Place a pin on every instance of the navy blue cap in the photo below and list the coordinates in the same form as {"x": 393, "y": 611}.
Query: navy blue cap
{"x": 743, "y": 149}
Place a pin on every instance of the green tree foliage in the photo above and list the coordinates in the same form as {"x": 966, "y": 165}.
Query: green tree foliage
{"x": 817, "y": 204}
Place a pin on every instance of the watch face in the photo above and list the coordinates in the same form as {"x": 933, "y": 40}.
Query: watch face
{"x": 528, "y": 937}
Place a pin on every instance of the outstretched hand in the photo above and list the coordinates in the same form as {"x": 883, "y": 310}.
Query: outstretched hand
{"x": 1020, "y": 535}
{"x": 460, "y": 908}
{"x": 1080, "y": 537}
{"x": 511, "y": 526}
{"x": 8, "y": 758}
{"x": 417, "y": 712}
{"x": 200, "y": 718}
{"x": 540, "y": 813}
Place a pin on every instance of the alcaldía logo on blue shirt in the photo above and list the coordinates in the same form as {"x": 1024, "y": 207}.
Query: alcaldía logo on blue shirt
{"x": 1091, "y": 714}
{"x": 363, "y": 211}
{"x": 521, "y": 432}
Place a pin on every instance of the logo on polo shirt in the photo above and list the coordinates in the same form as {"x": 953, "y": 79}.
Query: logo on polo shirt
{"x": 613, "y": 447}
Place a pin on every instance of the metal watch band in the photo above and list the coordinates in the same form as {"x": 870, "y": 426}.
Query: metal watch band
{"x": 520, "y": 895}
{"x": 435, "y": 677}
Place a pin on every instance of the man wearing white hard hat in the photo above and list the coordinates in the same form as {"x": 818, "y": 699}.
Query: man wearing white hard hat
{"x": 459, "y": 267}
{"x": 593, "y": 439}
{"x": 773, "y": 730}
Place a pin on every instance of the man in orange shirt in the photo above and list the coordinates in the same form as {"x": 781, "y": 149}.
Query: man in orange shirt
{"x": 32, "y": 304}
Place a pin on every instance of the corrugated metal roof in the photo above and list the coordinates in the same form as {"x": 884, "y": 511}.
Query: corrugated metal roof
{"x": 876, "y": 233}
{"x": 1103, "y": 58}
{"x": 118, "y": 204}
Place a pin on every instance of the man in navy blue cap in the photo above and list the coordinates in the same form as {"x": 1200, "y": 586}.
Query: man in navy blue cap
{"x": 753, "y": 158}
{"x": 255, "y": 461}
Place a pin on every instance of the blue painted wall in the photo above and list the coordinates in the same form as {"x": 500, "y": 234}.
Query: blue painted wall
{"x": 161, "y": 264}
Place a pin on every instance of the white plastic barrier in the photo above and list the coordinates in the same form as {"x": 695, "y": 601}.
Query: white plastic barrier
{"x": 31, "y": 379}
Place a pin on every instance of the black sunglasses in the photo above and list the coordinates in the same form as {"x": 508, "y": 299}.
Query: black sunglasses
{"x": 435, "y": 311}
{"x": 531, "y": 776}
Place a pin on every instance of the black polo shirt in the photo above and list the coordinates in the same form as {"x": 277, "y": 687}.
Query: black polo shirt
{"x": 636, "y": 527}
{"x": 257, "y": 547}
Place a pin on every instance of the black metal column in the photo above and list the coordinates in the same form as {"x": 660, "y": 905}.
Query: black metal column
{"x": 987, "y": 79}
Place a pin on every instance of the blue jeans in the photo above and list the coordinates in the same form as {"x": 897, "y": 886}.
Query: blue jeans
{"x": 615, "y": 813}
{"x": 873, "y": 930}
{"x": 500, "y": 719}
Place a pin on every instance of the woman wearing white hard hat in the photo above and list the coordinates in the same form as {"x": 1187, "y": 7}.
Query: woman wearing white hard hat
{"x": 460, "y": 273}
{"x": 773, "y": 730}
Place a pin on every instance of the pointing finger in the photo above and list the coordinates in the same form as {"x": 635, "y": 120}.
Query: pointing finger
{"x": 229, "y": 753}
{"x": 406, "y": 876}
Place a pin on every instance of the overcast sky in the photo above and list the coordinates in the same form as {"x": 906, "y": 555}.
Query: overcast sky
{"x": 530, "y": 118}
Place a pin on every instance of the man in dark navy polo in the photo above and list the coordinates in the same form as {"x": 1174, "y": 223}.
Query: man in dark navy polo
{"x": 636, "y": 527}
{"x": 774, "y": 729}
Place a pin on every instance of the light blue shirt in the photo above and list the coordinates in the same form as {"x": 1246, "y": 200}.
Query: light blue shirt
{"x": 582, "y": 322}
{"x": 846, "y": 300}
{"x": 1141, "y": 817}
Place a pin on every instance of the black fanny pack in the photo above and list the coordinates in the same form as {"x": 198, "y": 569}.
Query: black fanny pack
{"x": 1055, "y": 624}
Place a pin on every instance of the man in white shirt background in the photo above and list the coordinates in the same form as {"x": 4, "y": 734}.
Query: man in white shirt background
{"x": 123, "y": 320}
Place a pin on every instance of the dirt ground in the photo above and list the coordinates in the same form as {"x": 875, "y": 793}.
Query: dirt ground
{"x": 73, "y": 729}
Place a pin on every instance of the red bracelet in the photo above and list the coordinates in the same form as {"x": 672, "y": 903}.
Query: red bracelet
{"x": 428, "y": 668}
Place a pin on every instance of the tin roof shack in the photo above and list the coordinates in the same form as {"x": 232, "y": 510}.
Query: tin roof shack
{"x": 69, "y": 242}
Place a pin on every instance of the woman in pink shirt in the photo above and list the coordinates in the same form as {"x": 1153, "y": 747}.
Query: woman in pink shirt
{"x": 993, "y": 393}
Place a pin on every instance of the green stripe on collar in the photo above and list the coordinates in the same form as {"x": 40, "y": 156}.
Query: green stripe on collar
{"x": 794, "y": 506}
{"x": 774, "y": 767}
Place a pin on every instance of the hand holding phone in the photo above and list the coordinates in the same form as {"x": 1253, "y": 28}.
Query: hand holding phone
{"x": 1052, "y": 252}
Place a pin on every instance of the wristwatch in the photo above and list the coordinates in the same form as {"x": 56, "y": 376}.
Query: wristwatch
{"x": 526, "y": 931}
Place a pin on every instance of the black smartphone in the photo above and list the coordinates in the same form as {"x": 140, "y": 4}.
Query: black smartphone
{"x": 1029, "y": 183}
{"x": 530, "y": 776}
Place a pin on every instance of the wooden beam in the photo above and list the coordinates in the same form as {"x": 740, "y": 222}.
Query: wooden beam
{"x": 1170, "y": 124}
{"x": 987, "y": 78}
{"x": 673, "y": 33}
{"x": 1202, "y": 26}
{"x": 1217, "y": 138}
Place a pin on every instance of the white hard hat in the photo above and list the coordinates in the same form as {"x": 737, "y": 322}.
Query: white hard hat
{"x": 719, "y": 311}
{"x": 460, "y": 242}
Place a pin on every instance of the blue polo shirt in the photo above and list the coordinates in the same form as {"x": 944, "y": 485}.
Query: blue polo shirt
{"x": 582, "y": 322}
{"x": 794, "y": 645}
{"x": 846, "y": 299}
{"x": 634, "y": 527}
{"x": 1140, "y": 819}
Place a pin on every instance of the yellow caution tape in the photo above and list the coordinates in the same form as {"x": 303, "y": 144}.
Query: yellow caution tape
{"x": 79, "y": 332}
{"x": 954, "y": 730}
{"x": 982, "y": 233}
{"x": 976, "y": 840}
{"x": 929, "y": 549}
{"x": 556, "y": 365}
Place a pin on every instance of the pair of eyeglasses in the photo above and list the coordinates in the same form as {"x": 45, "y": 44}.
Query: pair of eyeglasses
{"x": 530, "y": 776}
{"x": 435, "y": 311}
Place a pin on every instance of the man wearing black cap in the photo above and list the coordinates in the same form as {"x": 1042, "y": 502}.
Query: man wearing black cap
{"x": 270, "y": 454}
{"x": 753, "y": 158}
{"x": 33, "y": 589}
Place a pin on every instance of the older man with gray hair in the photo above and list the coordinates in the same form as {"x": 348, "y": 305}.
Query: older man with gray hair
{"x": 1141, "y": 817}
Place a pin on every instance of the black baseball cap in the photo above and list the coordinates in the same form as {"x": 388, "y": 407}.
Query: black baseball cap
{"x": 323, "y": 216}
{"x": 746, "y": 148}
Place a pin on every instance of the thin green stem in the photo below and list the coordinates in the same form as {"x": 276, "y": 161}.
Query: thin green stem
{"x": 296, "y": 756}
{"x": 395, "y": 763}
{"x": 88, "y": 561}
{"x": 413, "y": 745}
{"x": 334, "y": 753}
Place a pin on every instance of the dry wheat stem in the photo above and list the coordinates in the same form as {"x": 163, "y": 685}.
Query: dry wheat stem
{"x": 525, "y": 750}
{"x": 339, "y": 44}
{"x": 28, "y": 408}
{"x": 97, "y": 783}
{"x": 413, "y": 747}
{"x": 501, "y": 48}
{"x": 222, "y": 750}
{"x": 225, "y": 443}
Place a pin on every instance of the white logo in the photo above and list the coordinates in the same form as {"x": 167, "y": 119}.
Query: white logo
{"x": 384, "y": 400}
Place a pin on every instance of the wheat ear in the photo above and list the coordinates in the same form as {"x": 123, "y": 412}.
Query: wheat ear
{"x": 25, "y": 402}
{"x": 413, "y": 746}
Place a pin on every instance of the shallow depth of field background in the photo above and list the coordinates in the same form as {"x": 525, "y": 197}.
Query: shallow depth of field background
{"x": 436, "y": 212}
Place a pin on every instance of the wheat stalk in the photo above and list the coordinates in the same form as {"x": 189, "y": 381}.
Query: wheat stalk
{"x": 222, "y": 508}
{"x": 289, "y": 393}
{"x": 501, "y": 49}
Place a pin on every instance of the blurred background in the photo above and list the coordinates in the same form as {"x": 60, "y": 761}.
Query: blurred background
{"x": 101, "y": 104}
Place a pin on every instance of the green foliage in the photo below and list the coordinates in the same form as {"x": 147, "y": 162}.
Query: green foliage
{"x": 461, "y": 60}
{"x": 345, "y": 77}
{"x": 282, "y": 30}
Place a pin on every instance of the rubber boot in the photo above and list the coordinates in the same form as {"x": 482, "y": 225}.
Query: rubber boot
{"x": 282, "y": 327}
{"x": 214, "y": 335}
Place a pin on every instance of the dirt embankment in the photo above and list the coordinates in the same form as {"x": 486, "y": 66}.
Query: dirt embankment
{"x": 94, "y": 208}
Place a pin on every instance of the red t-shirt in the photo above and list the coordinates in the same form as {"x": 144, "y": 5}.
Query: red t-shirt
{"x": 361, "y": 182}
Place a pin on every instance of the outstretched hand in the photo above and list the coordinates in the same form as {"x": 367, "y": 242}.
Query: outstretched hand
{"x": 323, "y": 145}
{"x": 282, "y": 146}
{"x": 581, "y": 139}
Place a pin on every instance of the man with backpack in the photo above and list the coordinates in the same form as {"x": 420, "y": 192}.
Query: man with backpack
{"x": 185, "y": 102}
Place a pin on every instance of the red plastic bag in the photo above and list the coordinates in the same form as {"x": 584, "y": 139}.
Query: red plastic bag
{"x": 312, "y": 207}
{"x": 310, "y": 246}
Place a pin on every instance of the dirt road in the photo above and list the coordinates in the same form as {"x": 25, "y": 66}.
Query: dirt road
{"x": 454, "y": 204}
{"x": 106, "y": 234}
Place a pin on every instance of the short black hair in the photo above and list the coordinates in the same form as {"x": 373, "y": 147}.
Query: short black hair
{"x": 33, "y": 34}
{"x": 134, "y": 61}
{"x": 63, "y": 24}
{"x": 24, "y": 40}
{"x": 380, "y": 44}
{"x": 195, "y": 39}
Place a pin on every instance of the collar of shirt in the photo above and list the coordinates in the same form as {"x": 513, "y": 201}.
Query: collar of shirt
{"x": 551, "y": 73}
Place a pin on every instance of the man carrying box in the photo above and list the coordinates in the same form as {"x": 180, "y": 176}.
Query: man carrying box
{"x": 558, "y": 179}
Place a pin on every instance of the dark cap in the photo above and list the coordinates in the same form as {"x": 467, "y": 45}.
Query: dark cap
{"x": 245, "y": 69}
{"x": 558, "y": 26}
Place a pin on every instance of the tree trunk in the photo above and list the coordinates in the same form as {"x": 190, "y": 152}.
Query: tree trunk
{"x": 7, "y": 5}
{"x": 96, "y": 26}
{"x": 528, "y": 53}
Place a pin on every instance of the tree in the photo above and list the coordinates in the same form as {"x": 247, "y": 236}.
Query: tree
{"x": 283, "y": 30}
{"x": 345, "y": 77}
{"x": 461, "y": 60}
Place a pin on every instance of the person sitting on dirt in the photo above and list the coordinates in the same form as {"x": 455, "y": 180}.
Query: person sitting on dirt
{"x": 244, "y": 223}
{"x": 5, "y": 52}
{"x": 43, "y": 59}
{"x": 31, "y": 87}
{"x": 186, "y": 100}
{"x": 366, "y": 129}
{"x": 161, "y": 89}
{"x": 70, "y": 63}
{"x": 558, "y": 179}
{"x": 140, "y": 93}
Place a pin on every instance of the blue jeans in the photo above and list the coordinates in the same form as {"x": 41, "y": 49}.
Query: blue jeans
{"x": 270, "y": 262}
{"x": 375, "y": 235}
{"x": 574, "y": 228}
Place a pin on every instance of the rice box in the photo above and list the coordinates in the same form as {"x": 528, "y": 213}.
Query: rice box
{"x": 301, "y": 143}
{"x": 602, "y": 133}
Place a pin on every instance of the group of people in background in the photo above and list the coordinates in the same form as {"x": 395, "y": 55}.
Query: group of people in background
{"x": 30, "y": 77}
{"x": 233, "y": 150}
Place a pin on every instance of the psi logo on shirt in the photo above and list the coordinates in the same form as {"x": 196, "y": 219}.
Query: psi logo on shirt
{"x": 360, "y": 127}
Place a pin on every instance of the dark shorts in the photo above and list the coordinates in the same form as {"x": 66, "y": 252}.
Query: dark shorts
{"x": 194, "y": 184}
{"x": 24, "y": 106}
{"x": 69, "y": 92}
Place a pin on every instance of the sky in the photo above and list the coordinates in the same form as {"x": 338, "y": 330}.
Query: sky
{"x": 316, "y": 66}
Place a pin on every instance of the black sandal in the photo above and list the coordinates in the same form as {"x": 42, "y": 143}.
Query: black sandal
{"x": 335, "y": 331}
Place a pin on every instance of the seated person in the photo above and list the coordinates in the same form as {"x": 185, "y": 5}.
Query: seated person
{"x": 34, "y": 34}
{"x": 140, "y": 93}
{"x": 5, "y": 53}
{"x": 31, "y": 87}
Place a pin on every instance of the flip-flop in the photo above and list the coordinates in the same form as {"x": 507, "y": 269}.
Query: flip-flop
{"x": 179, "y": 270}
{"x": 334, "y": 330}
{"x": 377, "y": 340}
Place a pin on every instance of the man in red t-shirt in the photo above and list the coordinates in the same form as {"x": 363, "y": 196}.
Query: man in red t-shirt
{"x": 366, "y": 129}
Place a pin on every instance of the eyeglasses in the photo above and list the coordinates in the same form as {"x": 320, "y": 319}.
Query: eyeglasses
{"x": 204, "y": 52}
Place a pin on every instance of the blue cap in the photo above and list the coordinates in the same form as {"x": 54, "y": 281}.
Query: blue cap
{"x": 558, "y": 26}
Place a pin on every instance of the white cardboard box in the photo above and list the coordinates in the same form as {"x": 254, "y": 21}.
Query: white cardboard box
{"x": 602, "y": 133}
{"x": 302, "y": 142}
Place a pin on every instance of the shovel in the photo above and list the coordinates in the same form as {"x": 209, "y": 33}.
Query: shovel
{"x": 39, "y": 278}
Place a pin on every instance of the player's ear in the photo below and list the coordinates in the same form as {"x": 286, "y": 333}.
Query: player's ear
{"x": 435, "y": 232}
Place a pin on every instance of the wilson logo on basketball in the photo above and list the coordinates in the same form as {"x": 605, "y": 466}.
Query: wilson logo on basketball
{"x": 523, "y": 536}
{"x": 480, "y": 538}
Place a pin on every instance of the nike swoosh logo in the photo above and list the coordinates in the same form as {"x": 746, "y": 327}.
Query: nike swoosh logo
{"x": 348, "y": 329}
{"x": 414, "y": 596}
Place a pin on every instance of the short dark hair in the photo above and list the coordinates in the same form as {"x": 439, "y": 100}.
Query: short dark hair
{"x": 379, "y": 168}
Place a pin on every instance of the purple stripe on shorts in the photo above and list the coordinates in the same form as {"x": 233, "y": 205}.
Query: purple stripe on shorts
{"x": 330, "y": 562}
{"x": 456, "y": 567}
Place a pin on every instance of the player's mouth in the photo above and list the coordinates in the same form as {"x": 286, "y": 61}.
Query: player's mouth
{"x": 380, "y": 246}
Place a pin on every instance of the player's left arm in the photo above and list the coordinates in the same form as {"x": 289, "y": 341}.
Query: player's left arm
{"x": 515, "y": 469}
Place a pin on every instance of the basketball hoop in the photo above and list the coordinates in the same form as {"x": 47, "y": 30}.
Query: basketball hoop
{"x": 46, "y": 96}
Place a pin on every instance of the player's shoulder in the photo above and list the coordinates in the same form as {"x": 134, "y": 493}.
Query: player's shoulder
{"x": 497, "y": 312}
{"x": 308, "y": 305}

* * * * * * * * *

> **Requirement**
Produce a word-for-word copy of everything above from the line holding "Query: alcaldía logo on blue shirt" down to the line holding "Place a pin on every instance of the logo", with both of those lines kept.

> **Task result**
Query: alcaldía logo on blue shirt
{"x": 1091, "y": 714}
{"x": 363, "y": 211}
{"x": 521, "y": 432}
Place a pin on every instance of the logo on polo shirt in the photo above and list the coordinates in the same form as {"x": 953, "y": 79}.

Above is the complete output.